### Source passage:
※
Henry Rudolph Immerwahr (born February 28, 1916, in Breslau, then Germany, died September 15, 2013, in Chapel Hill, North Carolina) was a German-born American Classicist known for his work on Attic scripts and Greek epigraphy.

Life 
The eldest son of Kurt Immerwahr and Johanna Freund Immerwahr, he was educated at the University of Florence (1934-1938). Immerwahr then emigrated to the United States, earned a Ph.D. at Yale University in 1942 and then performed military service for three years during World War II. He returned to Yale after the war and taught there until 1957, at which point he moved to the University of North Carolina. Immerwahr served as Professor of Greek in the Department of Classics at the University of North Carolina at Chapel Hill from 1957 until his retirement in 1977, at which point he became Director of the American School of Classical Studies at Athens, serving in that capacity until 1982.

Immerwahr received a Guggenheim fellowship to study at the American School of Classical Studies at Athens in 1946.
※
Extracted records:
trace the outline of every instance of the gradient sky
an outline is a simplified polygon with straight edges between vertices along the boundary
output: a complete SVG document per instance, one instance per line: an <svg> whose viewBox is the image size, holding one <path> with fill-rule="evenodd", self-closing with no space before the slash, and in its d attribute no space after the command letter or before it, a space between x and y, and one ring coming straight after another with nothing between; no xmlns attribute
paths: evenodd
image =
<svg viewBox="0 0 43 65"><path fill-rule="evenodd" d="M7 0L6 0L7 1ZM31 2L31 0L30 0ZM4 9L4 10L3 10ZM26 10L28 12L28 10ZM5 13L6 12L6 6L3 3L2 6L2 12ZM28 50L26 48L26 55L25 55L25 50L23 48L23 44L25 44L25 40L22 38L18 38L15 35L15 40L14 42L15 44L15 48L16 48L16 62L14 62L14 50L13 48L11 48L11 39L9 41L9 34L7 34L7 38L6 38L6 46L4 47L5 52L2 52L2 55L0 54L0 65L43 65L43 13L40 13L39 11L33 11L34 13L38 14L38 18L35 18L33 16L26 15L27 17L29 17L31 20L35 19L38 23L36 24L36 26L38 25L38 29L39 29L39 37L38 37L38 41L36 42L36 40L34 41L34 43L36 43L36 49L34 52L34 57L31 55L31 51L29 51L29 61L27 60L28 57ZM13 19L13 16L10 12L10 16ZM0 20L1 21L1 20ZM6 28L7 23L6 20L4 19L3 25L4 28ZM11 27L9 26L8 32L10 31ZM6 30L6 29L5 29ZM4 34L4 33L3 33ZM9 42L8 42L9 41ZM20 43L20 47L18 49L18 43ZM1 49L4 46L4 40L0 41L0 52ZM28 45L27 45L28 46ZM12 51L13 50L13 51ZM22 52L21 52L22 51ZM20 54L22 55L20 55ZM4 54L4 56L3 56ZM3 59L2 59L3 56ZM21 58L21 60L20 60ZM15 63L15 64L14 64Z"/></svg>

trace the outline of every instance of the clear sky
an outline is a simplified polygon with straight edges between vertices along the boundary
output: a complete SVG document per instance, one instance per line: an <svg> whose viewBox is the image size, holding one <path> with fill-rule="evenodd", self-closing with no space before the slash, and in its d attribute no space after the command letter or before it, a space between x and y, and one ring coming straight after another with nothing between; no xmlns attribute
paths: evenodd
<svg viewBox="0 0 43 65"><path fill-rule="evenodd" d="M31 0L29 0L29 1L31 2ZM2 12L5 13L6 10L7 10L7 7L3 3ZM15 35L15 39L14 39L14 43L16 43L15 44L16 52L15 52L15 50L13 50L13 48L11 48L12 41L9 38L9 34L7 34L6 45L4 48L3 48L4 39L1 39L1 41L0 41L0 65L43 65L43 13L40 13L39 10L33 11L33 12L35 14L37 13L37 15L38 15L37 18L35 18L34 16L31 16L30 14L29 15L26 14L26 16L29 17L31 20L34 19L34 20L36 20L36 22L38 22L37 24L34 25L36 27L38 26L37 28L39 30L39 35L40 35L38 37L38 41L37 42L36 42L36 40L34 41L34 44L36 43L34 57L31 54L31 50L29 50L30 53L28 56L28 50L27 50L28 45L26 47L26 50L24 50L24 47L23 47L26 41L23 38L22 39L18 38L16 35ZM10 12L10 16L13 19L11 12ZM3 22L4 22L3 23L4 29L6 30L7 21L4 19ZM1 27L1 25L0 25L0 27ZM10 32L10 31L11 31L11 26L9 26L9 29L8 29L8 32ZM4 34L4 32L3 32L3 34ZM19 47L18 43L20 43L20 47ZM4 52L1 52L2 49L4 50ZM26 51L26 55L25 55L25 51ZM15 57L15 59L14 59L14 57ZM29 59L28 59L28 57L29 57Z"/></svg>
※
### Directive 1:
According to the Henry Immerwahr biography, which university did he move to in 1957?
### Directive 2:
Write what follows the last sentence of the Henry Immerwahr biography.
The lines above are separate material and stand apart from the Henry Immerwahr biography.

### Expected answer 1:
The University of North Carolina.

### Expected answer 2:
He was married to the archaeologist Sara Anderson Immerwahr.

Scholarship
 1966. Form and thought in Herodotus. Cleveland, Published for the American Philological Association [Chapel Hill, N.C.] by the Press of Western Reserve University.
 1990. Attic Script: a Survey. Oxford: Clarendon Press.
 2009. Corpus of Attic vase inscriptions. 2nd ed.

Necrology
 Stadter, Philip A. "HENRY R. IMMERWAHR†" Gnomon 86. Bd., H. 2 (2014), p. 191 (1 page)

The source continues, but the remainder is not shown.